▶ [Document text]
1. 10 Jul, 2017 1 commit
  2. 17 Feb, 2017 1 commit
    • Daniel Borkmann's avatar
      bpf: make jited programs visible in traces · 74451e66
      Daniel Borkmann authored
      Long standing issue with JITed programs is that stack traces from
      function tracing check whether a given address is kernel code
      through {__,}kernel_text_address(), which checks for code in core
      kernel, modules and dynamically allocated ftrace trampolines. But
      what is still missing is BPF JITed programs (interpreted programs
      are not an issue as __bpf_prog_run() will be attributed to them),
      thus when a stack trace is triggered, the code walking the stack
      won't see any of the JITed ones. The same for address correlation
      done from user space via reading /proc/kallsyms. This is read by
      tools like perf, but the latter is also useful for permanent live
      tracing with eBPF itself in combination with stack maps when other
      eBPF types are part of the callchain. See offwaketime example on
      dumping stack from a map.
      This work tries to tackle that issue by making the addresses and
      symbols known to the kernel. The lookup from *kernel_text_address()
      is implemented through a latched RB tree that can be read under
      RCU in fast-path that is also shared for symbol/size/offset lookup
      for a specific given address in kallsyms. The slow-path iteration
      through all symbols in the seq file done via RCU list, which holds
      a tiny fraction of all exported ksyms, usually below 0.1 percent.
      Function symbols are exported as bpf_prog_<tag>, in order to aide
      debugging and attribution. This facility is currently enabled for
      root-only when bpf_jit_kallsyms is set to 1, and disabled if hardening
      is active in any mode. The rationale behind this is that still a lot
      of systems ship with world read permissions on kallsyms thus addresses
      should not get suddenly exposed for them. If that situation gets
      much better in future, we always have the option to change the
      default on this. Likewise, unprivileged programs are not allowed
      to add entries there either, but that is less of a concern as most
      such programs types relevant in this context are for root-only anyway.

▶ [Extracted records]
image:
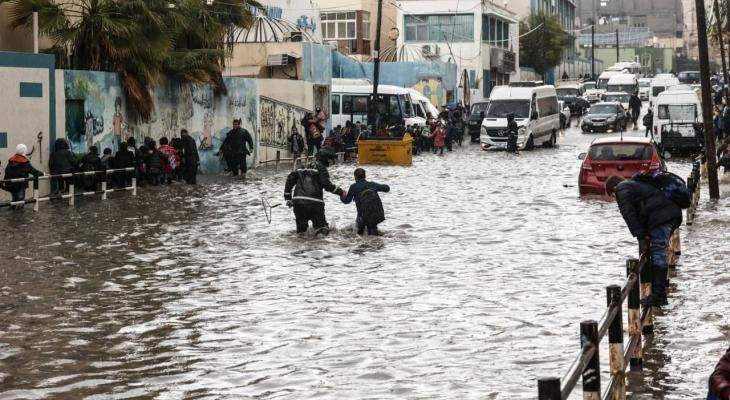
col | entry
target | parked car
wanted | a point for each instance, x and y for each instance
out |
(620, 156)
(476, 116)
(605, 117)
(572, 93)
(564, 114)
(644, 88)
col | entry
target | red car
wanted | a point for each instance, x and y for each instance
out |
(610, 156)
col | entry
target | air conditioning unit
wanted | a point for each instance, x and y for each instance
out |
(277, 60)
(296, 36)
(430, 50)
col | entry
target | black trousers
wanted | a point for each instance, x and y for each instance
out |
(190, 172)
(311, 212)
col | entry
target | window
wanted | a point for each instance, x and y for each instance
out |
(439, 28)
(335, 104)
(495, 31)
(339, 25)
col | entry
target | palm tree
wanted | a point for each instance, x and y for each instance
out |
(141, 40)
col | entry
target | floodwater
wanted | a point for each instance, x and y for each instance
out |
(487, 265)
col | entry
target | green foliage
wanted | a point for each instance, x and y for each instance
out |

▶ [What needs to be done]
Write out the passage of the commit message above from "This work tries" up to and including "below 0.1 percent.", word for word.

▶ [Answer to this problem]
This work tries to tackle that issue by making the addresses and
      symbols known to the kernel. The lookup from *kernel_text_address()
      is implemented through a latched RB tree that can be read under
      RCU in fast-path that is also shared for symbol/size/offset lookup
      for a specific given address in kallsyms. The slow-path iteration
      through all symbols in the seq file done via RCU list, which holds
      a tiny fraction of all exported ksyms, usually below 0.1 percent.